[Data listing]

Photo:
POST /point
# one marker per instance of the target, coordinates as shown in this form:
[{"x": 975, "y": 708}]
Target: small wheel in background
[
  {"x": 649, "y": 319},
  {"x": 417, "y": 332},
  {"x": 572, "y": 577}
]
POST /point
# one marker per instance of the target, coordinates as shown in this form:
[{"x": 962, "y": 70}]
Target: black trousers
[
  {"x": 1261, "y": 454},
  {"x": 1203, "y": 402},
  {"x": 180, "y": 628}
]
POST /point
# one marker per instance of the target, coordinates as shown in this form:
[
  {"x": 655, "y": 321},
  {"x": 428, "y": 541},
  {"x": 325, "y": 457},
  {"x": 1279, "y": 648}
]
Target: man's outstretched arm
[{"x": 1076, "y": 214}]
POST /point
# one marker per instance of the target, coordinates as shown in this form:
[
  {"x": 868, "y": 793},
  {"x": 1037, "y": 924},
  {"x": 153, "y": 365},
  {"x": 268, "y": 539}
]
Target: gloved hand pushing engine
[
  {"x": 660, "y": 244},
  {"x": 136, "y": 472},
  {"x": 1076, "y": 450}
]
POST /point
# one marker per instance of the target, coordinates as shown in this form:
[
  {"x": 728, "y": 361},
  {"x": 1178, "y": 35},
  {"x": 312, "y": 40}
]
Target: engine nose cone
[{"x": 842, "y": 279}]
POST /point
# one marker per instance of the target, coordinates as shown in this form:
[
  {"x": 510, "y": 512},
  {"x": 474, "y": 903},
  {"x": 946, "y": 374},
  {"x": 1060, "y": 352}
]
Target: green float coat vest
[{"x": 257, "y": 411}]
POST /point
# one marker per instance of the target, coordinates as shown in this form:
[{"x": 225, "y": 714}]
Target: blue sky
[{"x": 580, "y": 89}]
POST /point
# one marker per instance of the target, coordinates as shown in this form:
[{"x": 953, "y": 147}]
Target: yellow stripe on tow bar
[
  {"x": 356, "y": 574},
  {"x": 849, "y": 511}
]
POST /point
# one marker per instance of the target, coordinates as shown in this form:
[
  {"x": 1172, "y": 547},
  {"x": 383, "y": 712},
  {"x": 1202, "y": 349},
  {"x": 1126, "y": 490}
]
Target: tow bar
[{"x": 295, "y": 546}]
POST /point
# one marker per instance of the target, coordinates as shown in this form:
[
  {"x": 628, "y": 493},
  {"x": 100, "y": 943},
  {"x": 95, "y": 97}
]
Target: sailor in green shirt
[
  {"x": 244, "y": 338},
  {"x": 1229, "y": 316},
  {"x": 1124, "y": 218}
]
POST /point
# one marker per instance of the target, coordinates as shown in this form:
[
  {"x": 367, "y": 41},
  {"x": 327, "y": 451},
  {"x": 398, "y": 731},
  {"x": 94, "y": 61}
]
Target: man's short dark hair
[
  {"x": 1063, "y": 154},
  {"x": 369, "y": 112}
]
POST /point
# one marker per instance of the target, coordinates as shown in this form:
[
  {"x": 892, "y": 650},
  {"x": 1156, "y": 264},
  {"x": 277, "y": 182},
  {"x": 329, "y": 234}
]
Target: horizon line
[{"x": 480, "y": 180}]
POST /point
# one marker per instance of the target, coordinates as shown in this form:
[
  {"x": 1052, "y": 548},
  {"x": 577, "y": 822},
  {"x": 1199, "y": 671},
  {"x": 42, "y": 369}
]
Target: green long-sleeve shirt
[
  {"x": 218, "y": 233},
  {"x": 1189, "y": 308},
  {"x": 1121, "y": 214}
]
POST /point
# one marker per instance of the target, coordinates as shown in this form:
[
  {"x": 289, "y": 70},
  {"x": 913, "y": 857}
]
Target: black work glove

- PROBLEM STATEMENT
Copy every line exactly. Leave nothing out.

- SOLUTION TO THIS EXERCISE
Photo:
POST /point
# one marker per instance of the target, coordinates as shown in this form:
[{"x": 975, "y": 708}]
Target: small wheel in background
[
  {"x": 649, "y": 319},
  {"x": 417, "y": 332},
  {"x": 572, "y": 577}
]
POST /point
# one marker per instance of the target, coordinates as shown in this form:
[{"x": 962, "y": 70}]
Target: black trousers
[
  {"x": 1261, "y": 454},
  {"x": 1203, "y": 402},
  {"x": 180, "y": 628}
]
POST /point
# one marker per instance of the target, coordinates as shown in this form:
[
  {"x": 655, "y": 321},
  {"x": 428, "y": 541},
  {"x": 325, "y": 457},
  {"x": 1279, "y": 648}
]
Target: man's outstretched arm
[{"x": 1076, "y": 214}]
POST /point
# one marker per instance of the target, coordinates as shown in this form:
[
  {"x": 868, "y": 793},
  {"x": 1037, "y": 924},
  {"x": 153, "y": 365},
  {"x": 268, "y": 539}
]
Target: gloved hand pushing engine
[
  {"x": 660, "y": 244},
  {"x": 136, "y": 472},
  {"x": 1076, "y": 450}
]
POST /point
# one marker per instance of the target, coordinates as shown in this form:
[
  {"x": 728, "y": 361},
  {"x": 1178, "y": 35},
  {"x": 312, "y": 40}
]
Target: engine nose cone
[{"x": 842, "y": 279}]
POST /point
# one marker per instance of the target, coordinates as shown in this form:
[
  {"x": 510, "y": 512},
  {"x": 474, "y": 903},
  {"x": 946, "y": 374},
  {"x": 1060, "y": 352}
]
Target: green float coat vest
[{"x": 257, "y": 411}]
POST /point
# one marker per instance of the target, coordinates as shown in this form:
[{"x": 225, "y": 714}]
Target: blue sky
[{"x": 580, "y": 89}]
POST /point
# one marker per instance of the target, coordinates as shown in this form:
[{"x": 953, "y": 147}]
Target: yellow stripe on tow bar
[
  {"x": 356, "y": 574},
  {"x": 849, "y": 511}
]
POST /point
# one marker per instance of the target, coordinates as shown in this form:
[
  {"x": 1172, "y": 547},
  {"x": 383, "y": 712},
  {"x": 1202, "y": 349},
  {"x": 1126, "y": 490}
]
Target: tow bar
[{"x": 295, "y": 546}]
POST /point
# one marker per instance of the target, coordinates as shown in this form:
[
  {"x": 628, "y": 493},
  {"x": 100, "y": 943},
  {"x": 95, "y": 97}
]
Target: sailor in green shirt
[
  {"x": 244, "y": 338},
  {"x": 1229, "y": 316},
  {"x": 1124, "y": 218}
]
POST /point
# one marker per instance of the target, coordinates as shown in this form:
[
  {"x": 367, "y": 41},
  {"x": 327, "y": 451},
  {"x": 398, "y": 731},
  {"x": 94, "y": 61}
]
Target: man's short dark hair
[
  {"x": 1063, "y": 154},
  {"x": 369, "y": 112}
]
POST /point
# one marker per instance of the target, coordinates as shown in this form:
[
  {"x": 892, "y": 650},
  {"x": 1156, "y": 264},
  {"x": 277, "y": 182},
  {"x": 329, "y": 234}
]
Target: horizon line
[{"x": 480, "y": 180}]
POST /point
# one marker per instance of the target, coordinates as shown in this form:
[
  {"x": 1052, "y": 548},
  {"x": 577, "y": 822},
  {"x": 1199, "y": 671},
  {"x": 42, "y": 369}
]
Target: green long-sleeve shirt
[
  {"x": 218, "y": 233},
  {"x": 1189, "y": 308},
  {"x": 1121, "y": 214}
]
POST /point
# one marker per instance of the target, coordinates as shown in this form:
[
  {"x": 289, "y": 70},
  {"x": 913, "y": 857}
]
Target: black work glove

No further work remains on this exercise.